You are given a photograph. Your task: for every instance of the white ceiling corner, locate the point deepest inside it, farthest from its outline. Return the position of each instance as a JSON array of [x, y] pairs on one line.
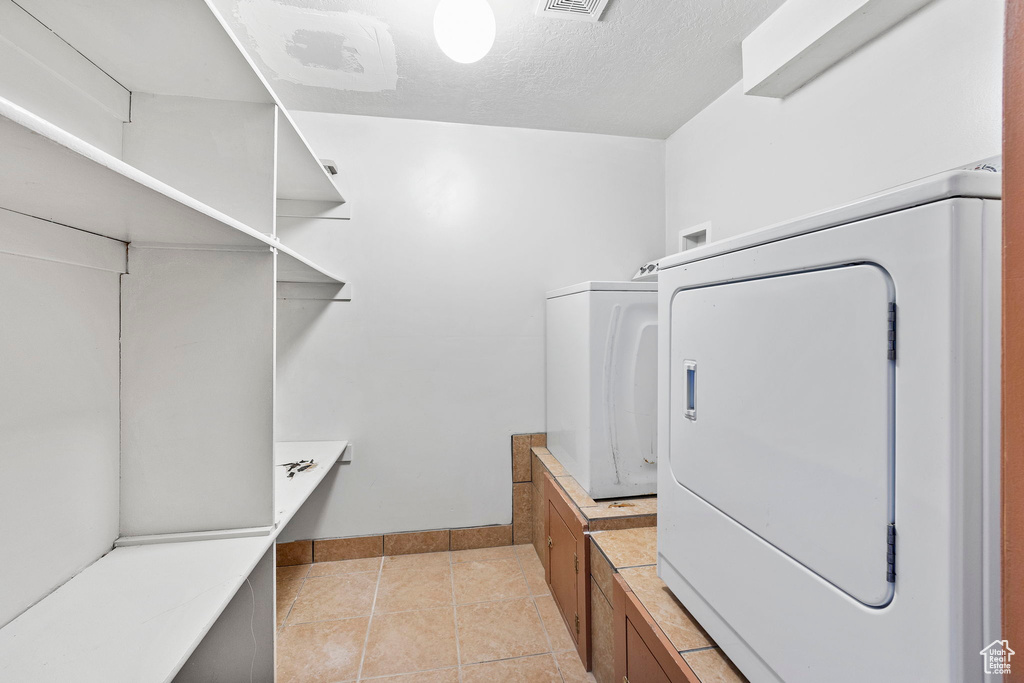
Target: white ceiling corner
[[645, 69]]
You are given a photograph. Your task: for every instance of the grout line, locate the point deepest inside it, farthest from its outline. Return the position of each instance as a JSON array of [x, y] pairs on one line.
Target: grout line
[[410, 674], [370, 622], [455, 615], [537, 608]]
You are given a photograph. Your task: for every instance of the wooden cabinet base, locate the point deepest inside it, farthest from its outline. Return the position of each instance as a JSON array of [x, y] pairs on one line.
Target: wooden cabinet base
[[643, 654], [567, 569]]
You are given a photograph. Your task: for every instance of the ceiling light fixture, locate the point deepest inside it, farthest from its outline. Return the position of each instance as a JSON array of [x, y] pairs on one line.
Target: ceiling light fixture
[[464, 29]]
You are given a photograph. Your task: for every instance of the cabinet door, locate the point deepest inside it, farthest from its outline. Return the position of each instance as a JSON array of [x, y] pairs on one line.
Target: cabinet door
[[562, 560], [643, 653], [641, 665], [568, 565]]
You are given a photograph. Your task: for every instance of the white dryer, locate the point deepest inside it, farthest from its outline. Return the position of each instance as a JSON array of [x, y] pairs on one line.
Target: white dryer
[[828, 430]]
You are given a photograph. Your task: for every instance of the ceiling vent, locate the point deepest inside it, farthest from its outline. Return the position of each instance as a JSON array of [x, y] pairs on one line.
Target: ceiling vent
[[581, 10]]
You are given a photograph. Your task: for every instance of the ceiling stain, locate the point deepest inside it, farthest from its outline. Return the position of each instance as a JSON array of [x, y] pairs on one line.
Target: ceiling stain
[[341, 50], [644, 70]]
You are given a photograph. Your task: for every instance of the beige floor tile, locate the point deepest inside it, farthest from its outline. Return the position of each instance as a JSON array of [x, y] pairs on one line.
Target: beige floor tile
[[287, 590], [524, 670], [417, 542], [500, 553], [571, 669], [344, 566], [713, 667], [488, 580], [408, 642], [629, 548], [324, 651], [481, 537], [554, 625], [420, 561], [325, 598], [682, 630], [333, 550], [532, 569], [441, 676], [401, 590], [295, 571], [492, 631]]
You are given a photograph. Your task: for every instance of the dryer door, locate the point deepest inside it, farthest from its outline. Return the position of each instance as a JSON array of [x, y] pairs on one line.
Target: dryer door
[[781, 415]]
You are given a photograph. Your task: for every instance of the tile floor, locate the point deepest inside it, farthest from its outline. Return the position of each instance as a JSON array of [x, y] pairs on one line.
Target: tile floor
[[458, 616]]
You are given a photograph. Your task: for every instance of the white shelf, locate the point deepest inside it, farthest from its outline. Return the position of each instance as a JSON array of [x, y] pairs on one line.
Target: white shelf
[[137, 613], [47, 173], [132, 616], [182, 47], [291, 494]]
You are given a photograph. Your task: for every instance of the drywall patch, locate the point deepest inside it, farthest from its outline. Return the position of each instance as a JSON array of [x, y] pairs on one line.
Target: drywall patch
[[325, 49], [321, 47]]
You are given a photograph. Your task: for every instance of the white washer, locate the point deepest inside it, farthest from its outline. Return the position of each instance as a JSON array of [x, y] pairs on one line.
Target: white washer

_What you need to do_:
Every line holding the word "washer" should be copied out of the material.

_Answer space_:
You are given a photograph. Your task: for every instance of the white washer, locate the point deepest inside it, farthest from its outline. Return the position of each instance as a JSON array of [x, y] pairs on one line.
Target: white washer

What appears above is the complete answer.